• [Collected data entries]

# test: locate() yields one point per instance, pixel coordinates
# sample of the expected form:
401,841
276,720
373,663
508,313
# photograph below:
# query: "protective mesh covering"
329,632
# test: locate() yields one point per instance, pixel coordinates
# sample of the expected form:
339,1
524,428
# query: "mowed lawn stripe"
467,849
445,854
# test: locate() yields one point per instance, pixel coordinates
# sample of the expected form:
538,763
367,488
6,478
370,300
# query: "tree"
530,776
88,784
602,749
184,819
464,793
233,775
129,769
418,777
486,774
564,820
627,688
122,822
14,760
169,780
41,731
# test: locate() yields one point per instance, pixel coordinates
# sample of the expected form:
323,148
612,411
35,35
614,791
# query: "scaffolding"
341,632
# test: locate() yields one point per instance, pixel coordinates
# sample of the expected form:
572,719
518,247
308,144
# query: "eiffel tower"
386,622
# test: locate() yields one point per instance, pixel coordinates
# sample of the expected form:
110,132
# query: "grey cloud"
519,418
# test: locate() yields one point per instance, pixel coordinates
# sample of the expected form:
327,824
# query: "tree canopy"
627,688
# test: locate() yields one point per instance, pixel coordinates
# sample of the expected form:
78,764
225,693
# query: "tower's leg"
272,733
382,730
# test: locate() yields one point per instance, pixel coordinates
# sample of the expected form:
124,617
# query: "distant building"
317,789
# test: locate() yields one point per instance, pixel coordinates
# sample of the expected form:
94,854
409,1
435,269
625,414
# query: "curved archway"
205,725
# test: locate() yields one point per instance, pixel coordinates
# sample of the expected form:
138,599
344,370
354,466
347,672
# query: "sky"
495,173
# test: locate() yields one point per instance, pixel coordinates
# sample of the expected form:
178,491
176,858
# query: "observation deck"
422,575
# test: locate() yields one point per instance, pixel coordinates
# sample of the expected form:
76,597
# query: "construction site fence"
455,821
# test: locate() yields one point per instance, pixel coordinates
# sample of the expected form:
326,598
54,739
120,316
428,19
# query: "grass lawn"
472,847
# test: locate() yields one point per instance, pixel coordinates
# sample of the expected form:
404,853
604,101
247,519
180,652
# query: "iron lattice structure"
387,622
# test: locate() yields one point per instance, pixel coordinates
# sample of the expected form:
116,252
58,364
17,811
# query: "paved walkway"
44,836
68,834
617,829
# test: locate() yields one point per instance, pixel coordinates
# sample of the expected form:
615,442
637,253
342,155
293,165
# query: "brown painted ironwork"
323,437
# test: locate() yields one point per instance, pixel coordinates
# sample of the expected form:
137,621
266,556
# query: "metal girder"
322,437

• [EXERCISE] Output every line above without altering anything.

• [ANSWER FOR THIS EXERCISE]
# test: locate() yields one point per instance, pixel coordinates
# sample of the expected form:
401,841
276,720
373,663
508,313
# photograph below:
# query: "protective mesh covering"
329,632
# test: locate() yields one point per instance, pixel coordinates
# sample of the expected form:
339,1
524,428
# query: "mowed lawn stripe"
467,849
445,854
# test: locate() yields one point per instance, pixel coordinates
# sample of the expected form:
538,763
367,488
6,478
370,300
# query: "tree"
530,776
88,784
602,749
184,819
464,793
233,775
129,769
418,777
486,774
564,820
627,688
122,822
14,760
169,780
41,731
# test: locate() yields one point per instance, pixel coordinates
# sample of the expected form:
323,148
612,411
35,35
614,791
# query: "scaffolding"
341,632
# test: locate() yields one point per instance, pixel coordinates
# sample of the expected form:
572,719
518,247
308,144
# query: "eiffel tower"
386,622
# test: locate() yields one point per instance, pixel coordinates
# sample of the expected form:
110,132
# query: "grey cloud"
519,418
# test: locate() yields one point per instance, pixel coordinates
# sample of the expected form:
327,824
# query: "tree canopy"
627,688
# test: locate() yields one point per instance, pixel coordinates
# sample of the expected form:
78,764
225,693
# query: "tower's leg"
272,733
382,730
# test: locate() yields one point per instance, pixel coordinates
# sample of the expected form:
124,617
# query: "distant building"
317,789
# test: locate() yields one point per instance, pixel coordinates
# sample of the expected form:
94,854
409,1
435,269
625,414
# query: "curved archway"
205,725
# test: locate() yields one point per instance, pixel coordinates
# sample of the expected form:
138,599
344,370
354,466
347,672
# query: "sky"
495,173
# test: locate() yields one point per instance, pixel coordinates
# sample of the expected form:
178,491
176,858
# query: "observation deck"
422,575
# test: locate() yields one point per instance, pixel coordinates
# sample of the expected form:
76,597
# query: "construction site fence"
455,821
# test: locate() yields one point per instance, pixel coordinates
# sample of the expected form:
326,598
54,739
120,316
428,19
# query: "grass lawn"
472,847
# test: locate() yields one point per instance, pixel coordinates
# sample of the expected form:
404,853
604,101
247,519
180,652
# query: "iron lattice structure"
387,622
# test: locate() yields one point per instance, pixel coordinates
# sample of the expected form:
116,252
58,364
17,811
# query: "paved walkway"
44,836
68,834
617,829
# test: locate() yields one point per instance, pixel coordinates
# sample of the expected form:
615,442
637,253
342,155
293,165
# query: "brown painted ironwork"
323,437
# test: locate() yields one point per instance, pixel coordinates
# sample of the expected form:
137,621
266,556
# query: "metal girder"
322,437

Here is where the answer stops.